=== Extracted information ===
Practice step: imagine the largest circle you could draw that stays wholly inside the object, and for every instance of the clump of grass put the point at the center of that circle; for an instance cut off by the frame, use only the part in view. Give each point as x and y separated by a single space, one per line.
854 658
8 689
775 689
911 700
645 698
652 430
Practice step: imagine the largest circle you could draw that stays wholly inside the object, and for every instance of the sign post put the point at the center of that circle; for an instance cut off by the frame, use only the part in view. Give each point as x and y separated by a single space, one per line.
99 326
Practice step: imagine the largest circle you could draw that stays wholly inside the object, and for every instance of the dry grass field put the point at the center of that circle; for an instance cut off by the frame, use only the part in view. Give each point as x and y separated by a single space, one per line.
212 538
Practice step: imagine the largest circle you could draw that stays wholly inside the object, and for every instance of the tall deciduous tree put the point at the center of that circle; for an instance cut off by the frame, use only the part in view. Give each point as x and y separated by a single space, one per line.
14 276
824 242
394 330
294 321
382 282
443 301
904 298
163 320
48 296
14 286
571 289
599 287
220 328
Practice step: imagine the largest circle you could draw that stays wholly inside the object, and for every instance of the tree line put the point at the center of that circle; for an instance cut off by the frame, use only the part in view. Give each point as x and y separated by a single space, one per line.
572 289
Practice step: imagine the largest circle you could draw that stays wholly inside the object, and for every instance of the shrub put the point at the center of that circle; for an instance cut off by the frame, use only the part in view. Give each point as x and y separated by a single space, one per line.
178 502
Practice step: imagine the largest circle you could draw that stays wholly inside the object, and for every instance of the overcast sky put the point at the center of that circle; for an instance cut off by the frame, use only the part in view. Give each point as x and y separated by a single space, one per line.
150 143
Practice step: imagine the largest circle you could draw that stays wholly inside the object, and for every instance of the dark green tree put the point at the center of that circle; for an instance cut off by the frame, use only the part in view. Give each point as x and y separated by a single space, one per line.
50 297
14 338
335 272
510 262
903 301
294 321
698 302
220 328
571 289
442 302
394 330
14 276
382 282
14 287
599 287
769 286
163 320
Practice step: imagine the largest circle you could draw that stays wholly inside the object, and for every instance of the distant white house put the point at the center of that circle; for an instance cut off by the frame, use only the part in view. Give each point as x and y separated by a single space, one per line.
===
◆ **Problem to solve**: Your task is to quote the listing above word for word.

◆ **Finished task**:
Practice step: imagine the largest circle you could draw that stays wholly inside the object, and for every instance of the clump of grass put the point at the center of that circle; for an instance cut off by the frame, use only the part in view. Give each point as x and y separated by a single space, one per line.
854 658
8 689
775 689
911 700
645 698
652 430
Practice step: imagine the largest circle you could draw that stays wholly inside the object, and for every instance of the sign post put the point at the center of that circle; for an instance cut off by the frame, use only the part in view. Give each point as x and y separated by a single space, one per line.
99 326
Practice step: imagine the largest circle you could draw that stays wholly inside the object, and for every instance of the dry grass field put the point at the center of that circle; for an instance cut off by the frame, use only the part in view. Give each point as x and y separated by a single space, one per line.
212 538
Practice step: imagine the largest circle you could draw that stays wholly inside the object, and for every instance of the tall deciduous tree put the point at the center of that circle; for an instance cut off by the frame, use only the part in view. Give each point as x and y separated by a single space, one per line.
14 276
824 242
394 330
294 321
382 282
443 301
904 298
163 320
48 296
14 286
571 289
599 287
220 328
Practice step: imagine the largest circle you could draw that stays wholly inside the object, and for every instance of the tree line put the point at the center of that circle; for an instance cut off by the frame, use only the part in view. Give each point as x and y separated by a single space, one per line.
572 289
Practice step: imagine the largest circle you could draw that stays wholly inside the object, and for every instance of the shrub put the point at the center of that circle; for an instance cut off by the frame, use only the part in view. Give each point as x and y separated by a single space, one per line.
178 502
Practice step: imagine the largest circle you could draw that stays wholly inside the object, and for every instance of the overcast sky put the point at the center of that circle; for an instance cut off by the frame, use only the part in view. Give each point as x and y separated by a single space, one per line.
150 143
Practice step: imagine the largest circle you could draw that stays wholly inside the object, and for every instance of the dark green tree put the point at the center of that circle; for an instance cut off by the frame, use only the part in view. Give each point as x and y separated by a single space, one per line.
50 297
14 338
335 272
510 262
903 301
294 321
698 302
220 328
571 289
442 302
394 330
14 276
382 282
14 287
599 287
769 286
163 320
Practice step: imagine the largest circle you could draw that stays wholly inside the object, and for every instance of the distant white house put the point at the center of that circle; for an instance cut off by the frame, use only the part in view. Give each point as x and y separated by a single space, one per line.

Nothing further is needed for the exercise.